** Begin SUPPLIED INFORMATION **

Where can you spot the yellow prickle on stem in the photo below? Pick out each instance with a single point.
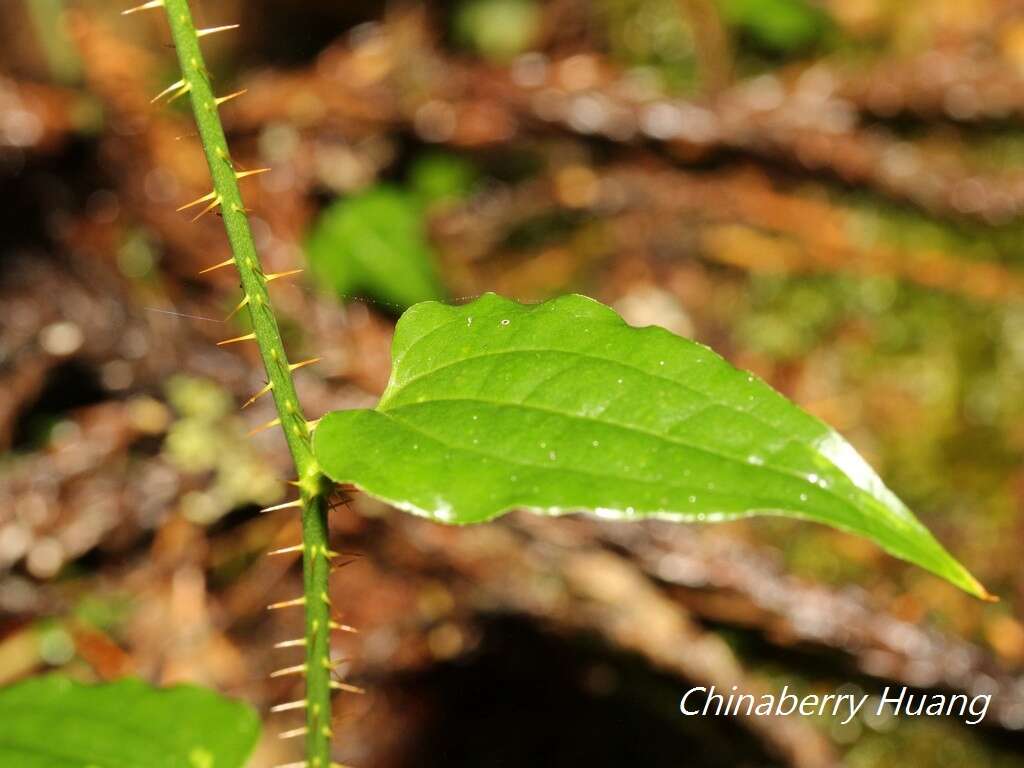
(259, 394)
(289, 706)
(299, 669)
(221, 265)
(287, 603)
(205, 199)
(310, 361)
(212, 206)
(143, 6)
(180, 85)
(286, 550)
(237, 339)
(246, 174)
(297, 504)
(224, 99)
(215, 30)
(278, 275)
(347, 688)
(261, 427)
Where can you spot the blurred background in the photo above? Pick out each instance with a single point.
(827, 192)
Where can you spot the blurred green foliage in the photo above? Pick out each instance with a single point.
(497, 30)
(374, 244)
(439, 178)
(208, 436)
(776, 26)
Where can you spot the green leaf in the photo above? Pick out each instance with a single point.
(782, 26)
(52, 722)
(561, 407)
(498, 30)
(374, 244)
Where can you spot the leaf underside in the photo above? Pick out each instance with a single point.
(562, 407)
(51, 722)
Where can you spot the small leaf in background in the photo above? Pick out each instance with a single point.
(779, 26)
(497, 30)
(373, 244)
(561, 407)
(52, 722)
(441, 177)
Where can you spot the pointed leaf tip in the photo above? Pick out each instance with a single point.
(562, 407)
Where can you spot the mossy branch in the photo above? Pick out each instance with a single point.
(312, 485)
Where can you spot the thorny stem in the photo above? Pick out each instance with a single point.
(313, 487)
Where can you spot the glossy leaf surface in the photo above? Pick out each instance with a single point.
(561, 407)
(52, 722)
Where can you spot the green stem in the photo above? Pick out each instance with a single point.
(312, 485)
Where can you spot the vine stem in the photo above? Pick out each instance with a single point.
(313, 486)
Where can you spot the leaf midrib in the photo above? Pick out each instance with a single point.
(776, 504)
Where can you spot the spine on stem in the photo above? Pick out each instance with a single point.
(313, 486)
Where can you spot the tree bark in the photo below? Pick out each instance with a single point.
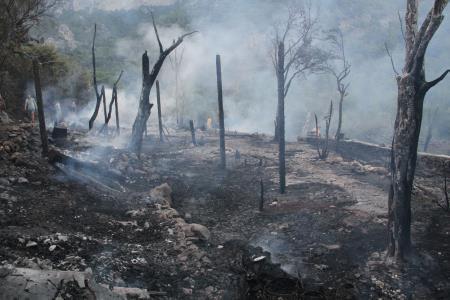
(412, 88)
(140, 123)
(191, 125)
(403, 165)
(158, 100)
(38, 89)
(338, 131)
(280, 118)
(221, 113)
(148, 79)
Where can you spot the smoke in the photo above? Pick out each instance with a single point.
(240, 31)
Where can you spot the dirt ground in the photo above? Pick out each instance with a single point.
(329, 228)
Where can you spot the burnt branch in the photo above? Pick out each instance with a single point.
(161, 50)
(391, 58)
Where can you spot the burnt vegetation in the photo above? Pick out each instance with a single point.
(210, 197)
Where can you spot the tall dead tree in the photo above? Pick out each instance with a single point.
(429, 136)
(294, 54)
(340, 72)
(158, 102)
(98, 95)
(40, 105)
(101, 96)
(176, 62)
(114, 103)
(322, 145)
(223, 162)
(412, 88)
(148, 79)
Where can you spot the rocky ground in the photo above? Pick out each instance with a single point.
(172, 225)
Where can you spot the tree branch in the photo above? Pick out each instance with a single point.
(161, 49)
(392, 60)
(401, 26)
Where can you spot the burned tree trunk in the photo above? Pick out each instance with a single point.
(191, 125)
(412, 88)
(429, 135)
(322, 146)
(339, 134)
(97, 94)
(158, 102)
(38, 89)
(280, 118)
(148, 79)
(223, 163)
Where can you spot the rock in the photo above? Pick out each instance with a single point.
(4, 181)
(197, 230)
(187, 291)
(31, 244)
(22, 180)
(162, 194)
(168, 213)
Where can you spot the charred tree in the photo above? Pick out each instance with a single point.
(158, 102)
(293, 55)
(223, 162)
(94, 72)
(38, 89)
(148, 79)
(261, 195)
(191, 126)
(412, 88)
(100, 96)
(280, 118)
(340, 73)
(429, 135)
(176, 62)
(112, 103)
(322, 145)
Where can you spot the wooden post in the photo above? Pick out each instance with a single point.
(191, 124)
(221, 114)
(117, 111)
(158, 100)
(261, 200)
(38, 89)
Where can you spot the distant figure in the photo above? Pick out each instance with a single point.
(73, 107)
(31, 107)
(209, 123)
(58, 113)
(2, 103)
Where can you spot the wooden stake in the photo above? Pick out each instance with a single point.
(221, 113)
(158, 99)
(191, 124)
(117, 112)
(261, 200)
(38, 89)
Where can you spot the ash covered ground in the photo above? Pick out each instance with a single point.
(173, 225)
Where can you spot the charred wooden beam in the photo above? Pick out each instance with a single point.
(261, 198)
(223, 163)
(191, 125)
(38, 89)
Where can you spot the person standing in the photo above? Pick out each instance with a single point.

** End SUPPLIED INFORMATION **

• WHAT THE TASK REQUIRES
Rewrite every item with "Where can you spot" replaced by "Where do you see", changing nothing else. Omit the pictures from your output.

• EXERCISE ANSWER
Where do you see the yellow prickle on stem in the photo below? Pick out each instance with a single point.
(259, 394)
(289, 706)
(299, 669)
(221, 265)
(287, 603)
(205, 199)
(310, 361)
(212, 206)
(143, 6)
(180, 85)
(286, 550)
(237, 339)
(246, 174)
(297, 504)
(224, 99)
(215, 30)
(278, 275)
(347, 688)
(261, 427)
Where do you see the blurred background in the photo above? Pick out each instance with a single point.
(827, 192)
Where do you see the blurred green foliage in the photo above? Pick out each instance with a single point.
(497, 30)
(374, 244)
(439, 178)
(208, 436)
(776, 26)
Where do you see the green leaf in the photo above? Pick out each instance with a single point.
(782, 26)
(52, 722)
(561, 407)
(498, 30)
(374, 244)
Where do you see the leaf underside in the photo above? Pick out each instance with a single point.
(562, 407)
(51, 722)
Where do you see the small leaf in background in the photo above? Pick out each instance with a single point.
(779, 26)
(497, 30)
(373, 244)
(561, 407)
(52, 722)
(441, 177)
Where do you see the pointed leaf tip in the photo above? Pick out each instance with a single point.
(562, 407)
Where do you see the mossy branch in the photo above? Pick out each instance with a single point.
(312, 485)
Where do you see the thorny stem in the photo above? Pick out each instance with a single point.
(313, 487)
Where do you see the glossy leaf surface in the photo above? Pick out each instance with a single point.
(561, 407)
(52, 722)
Where do you see the green stem in the photo above? Pick out each instance with a single point.
(312, 485)
Where do you see the vine stem in the photo above? Pick out each instance with a single point.
(313, 486)
Where do you see the leaf midrib in the photo above? Pick out each instance with a single point.
(776, 504)
Where do you see the spine on stem in the photo above? Pick out each instance with a single point.
(313, 486)
Where do you see the tree bark in the photo below? Pick out each instance with a single point.
(412, 88)
(140, 123)
(191, 125)
(403, 165)
(158, 100)
(38, 89)
(338, 131)
(280, 118)
(221, 113)
(148, 79)
Where do you see the smoke in the photo above? Pick out each instance with a single point.
(240, 31)
Where do you see the dirt ground in the photo above? Pick out each instance with a single point.
(329, 228)
Where do you see the burnt branch in the photo above? Pick out each instance with a single point.
(161, 50)
(391, 58)
Where do you see the burnt vegetation in the photo above? Pick out each instance with a single point.
(210, 197)
Where do you see the tall dead tree in the photo above? Pick out each instance with a single point.
(429, 136)
(294, 54)
(340, 72)
(158, 102)
(98, 95)
(40, 105)
(101, 96)
(176, 62)
(114, 103)
(322, 145)
(223, 162)
(412, 88)
(148, 79)
Where do you see the rocky ground in the photo above? Pick out each instance with a single point.
(172, 225)
Where do you see the tree branch in the photo above? Pick out each instance with a single point.
(161, 49)
(392, 60)
(401, 26)
Where do you see the burned tree trunk in the photo above? Pick out each instance with a single point.
(191, 125)
(412, 88)
(429, 135)
(322, 146)
(339, 134)
(97, 94)
(158, 102)
(38, 89)
(280, 118)
(148, 79)
(223, 163)
Where do you see the rock in the photo above? Pick out each instance with a single point.
(4, 181)
(197, 230)
(187, 291)
(31, 244)
(22, 180)
(162, 194)
(168, 213)
Where do you see the charred tree in the photo above? Pick out each instance with a single point.
(158, 102)
(293, 55)
(223, 162)
(94, 72)
(38, 89)
(148, 79)
(261, 195)
(191, 126)
(412, 88)
(100, 96)
(280, 118)
(340, 73)
(429, 135)
(176, 62)
(112, 103)
(322, 145)
Where do you see the wooden post in the photo above? Pick out each instance with a single point.
(191, 124)
(221, 114)
(117, 111)
(158, 100)
(261, 200)
(38, 89)
Where do you see the distant figure in the photo above? Pick out each instance with a single point.
(73, 107)
(31, 107)
(209, 123)
(58, 113)
(2, 103)
Where do you see the wooden stake in the photo above? Pick out each instance with a single point.
(221, 113)
(158, 99)
(191, 124)
(117, 112)
(261, 200)
(38, 89)
Where do you see the ash covered ground in the photo above? Pick out each instance with a single point.
(173, 225)
Where do you see the charred wooden beam in the photo above? Pick out each instance with a single point.
(261, 198)
(223, 163)
(191, 125)
(38, 89)
Where do you see the person standing in the photo above? Pick out each instance with a single point.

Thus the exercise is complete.